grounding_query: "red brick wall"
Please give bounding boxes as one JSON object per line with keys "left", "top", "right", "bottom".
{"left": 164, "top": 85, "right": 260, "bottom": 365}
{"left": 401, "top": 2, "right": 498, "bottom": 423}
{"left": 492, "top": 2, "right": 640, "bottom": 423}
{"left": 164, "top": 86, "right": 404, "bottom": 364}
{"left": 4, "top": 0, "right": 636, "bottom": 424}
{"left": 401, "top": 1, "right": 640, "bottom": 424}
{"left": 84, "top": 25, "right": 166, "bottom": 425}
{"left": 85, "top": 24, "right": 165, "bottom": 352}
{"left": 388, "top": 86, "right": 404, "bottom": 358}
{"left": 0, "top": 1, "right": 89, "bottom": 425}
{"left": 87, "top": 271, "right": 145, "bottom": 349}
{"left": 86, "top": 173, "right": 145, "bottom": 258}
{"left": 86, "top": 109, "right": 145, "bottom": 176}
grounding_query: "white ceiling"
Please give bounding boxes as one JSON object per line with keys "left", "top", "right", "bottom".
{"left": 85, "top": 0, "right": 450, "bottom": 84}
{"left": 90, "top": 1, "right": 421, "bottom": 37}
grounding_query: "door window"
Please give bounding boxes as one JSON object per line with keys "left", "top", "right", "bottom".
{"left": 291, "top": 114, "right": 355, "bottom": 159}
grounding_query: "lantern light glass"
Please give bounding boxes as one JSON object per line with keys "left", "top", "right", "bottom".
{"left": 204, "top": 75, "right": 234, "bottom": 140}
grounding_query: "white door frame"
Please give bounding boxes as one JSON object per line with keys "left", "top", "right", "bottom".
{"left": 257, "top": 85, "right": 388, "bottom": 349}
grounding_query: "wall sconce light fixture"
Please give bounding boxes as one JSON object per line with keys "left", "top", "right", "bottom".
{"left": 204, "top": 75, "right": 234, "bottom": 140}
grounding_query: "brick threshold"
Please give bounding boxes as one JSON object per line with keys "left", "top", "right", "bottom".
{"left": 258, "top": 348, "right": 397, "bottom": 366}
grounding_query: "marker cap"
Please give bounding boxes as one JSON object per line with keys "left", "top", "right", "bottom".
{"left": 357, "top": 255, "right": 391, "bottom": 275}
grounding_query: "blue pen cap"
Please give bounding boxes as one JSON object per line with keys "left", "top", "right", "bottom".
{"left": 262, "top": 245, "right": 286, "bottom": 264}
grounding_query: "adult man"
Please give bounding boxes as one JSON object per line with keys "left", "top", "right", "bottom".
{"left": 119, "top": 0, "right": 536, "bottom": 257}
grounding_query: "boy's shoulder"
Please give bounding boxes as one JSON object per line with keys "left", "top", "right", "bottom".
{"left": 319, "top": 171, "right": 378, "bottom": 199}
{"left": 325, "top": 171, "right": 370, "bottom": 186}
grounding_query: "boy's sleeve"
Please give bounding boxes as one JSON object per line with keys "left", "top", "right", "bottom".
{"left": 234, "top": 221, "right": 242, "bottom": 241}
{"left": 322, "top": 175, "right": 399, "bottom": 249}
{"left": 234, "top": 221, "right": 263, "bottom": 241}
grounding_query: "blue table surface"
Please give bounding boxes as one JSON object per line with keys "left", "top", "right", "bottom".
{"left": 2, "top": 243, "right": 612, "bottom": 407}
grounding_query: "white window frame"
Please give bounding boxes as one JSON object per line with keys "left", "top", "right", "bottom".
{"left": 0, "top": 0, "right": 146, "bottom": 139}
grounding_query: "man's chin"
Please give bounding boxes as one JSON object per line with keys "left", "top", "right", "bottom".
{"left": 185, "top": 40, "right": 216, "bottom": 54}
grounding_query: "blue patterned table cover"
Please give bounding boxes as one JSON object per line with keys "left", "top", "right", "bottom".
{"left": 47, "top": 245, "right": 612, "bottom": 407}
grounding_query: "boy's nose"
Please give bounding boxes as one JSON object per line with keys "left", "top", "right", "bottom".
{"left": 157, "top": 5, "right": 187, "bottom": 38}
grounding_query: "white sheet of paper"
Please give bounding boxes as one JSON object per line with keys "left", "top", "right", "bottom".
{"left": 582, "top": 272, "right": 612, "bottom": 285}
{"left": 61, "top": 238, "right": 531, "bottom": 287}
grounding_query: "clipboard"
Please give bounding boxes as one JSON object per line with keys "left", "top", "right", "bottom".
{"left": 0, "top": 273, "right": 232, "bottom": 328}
-- -- --
**AIM OF THE TASK:** Would you write out all of the data exactly as given?

**RESULT OF THIS TASK:**
grounding_query: "red brick wall"
Please give bounding boxes as one JSON object per line with keys "left", "top", "right", "bottom".
{"left": 164, "top": 85, "right": 260, "bottom": 365}
{"left": 401, "top": 2, "right": 498, "bottom": 423}
{"left": 492, "top": 2, "right": 640, "bottom": 423}
{"left": 164, "top": 86, "right": 404, "bottom": 364}
{"left": 4, "top": 0, "right": 636, "bottom": 424}
{"left": 401, "top": 1, "right": 640, "bottom": 424}
{"left": 84, "top": 25, "right": 166, "bottom": 425}
{"left": 85, "top": 24, "right": 165, "bottom": 352}
{"left": 388, "top": 86, "right": 404, "bottom": 358}
{"left": 0, "top": 1, "right": 89, "bottom": 425}
{"left": 87, "top": 271, "right": 145, "bottom": 349}
{"left": 86, "top": 173, "right": 145, "bottom": 258}
{"left": 86, "top": 109, "right": 145, "bottom": 176}
grounding_query: "white ceiling"
Please give bounding boxes as one JSON object per line with keys "left", "top", "right", "bottom".
{"left": 85, "top": 0, "right": 450, "bottom": 84}
{"left": 90, "top": 1, "right": 421, "bottom": 37}
grounding_query: "door window"
Please give bounding boxes as one JSON object per line with keys "left", "top", "right", "bottom".
{"left": 291, "top": 114, "right": 355, "bottom": 159}
grounding_query: "lantern light glass"
Please give bounding boxes as one JSON object per line with keys "left", "top", "right", "bottom".
{"left": 204, "top": 75, "right": 234, "bottom": 140}
grounding_query: "white door frame"
Please give bounding boxes as one JSON object per line with keys "left", "top", "right", "bottom".
{"left": 257, "top": 85, "right": 388, "bottom": 349}
grounding_query: "wall sconce light fixture"
Please give bounding boxes as one JSON object per line with keys "left", "top", "right", "bottom".
{"left": 204, "top": 75, "right": 234, "bottom": 140}
grounding_query: "brick threshold"
Please give bounding boxes as one JSON object per line with keys "left", "top", "right", "bottom".
{"left": 258, "top": 348, "right": 397, "bottom": 366}
grounding_query: "marker cap"
Please give bounding boxes as one JSON object per line with keys "left", "top", "right", "bottom".
{"left": 357, "top": 255, "right": 391, "bottom": 275}
grounding_query: "blue pen cap"
Please give bounding boxes as one JSON object per line with keys "left", "top", "right", "bottom".
{"left": 262, "top": 245, "right": 286, "bottom": 264}
grounding_query: "adult man"
Please give bounding boxes as one JSON object per line with keys "left", "top", "right", "bottom".
{"left": 119, "top": 0, "right": 536, "bottom": 257}
grounding_query: "boy's shoulder"
Please give bounding boxes as one JSON object per line with keys "left", "top", "right", "bottom".
{"left": 319, "top": 171, "right": 378, "bottom": 199}
{"left": 325, "top": 171, "right": 370, "bottom": 186}
grounding_query: "boy's sleeve"
Please give bounding boxes as one JSON object per line with keys "left", "top", "right", "bottom".
{"left": 234, "top": 221, "right": 242, "bottom": 241}
{"left": 322, "top": 175, "right": 399, "bottom": 249}
{"left": 234, "top": 221, "right": 263, "bottom": 241}
grounding_query: "blue table surface"
Please give bounding boxes as one JSON object per line with keys "left", "top", "right", "bottom".
{"left": 2, "top": 243, "right": 612, "bottom": 407}
grounding_query: "white window frame"
Please give bounding boxes as one JSON object per line with keys "left", "top", "right", "bottom".
{"left": 0, "top": 0, "right": 146, "bottom": 139}
grounding_query: "man's chin"
Please give bounding boxes as one JSON object per line with keys "left", "top", "right", "bottom".
{"left": 185, "top": 40, "right": 216, "bottom": 54}
grounding_query: "blue patterned table cover"
Please give bounding boxes as one JSON object per line with keys "left", "top", "right", "bottom".
{"left": 47, "top": 245, "right": 612, "bottom": 407}
grounding_query: "boy's nose"
Please give bounding boxes as one JSON object per line with keys "left", "top", "right", "bottom".
{"left": 157, "top": 5, "right": 187, "bottom": 38}
grounding_query: "white sheet of paper"
Please give bounding boxes as one JSON object per line with keys "left", "top", "right", "bottom".
{"left": 582, "top": 272, "right": 612, "bottom": 285}
{"left": 61, "top": 238, "right": 531, "bottom": 287}
grounding_query: "clipboard"
Please give bounding boxes as one JSON object per line with keys "left", "top", "right", "bottom".
{"left": 0, "top": 273, "right": 232, "bottom": 328}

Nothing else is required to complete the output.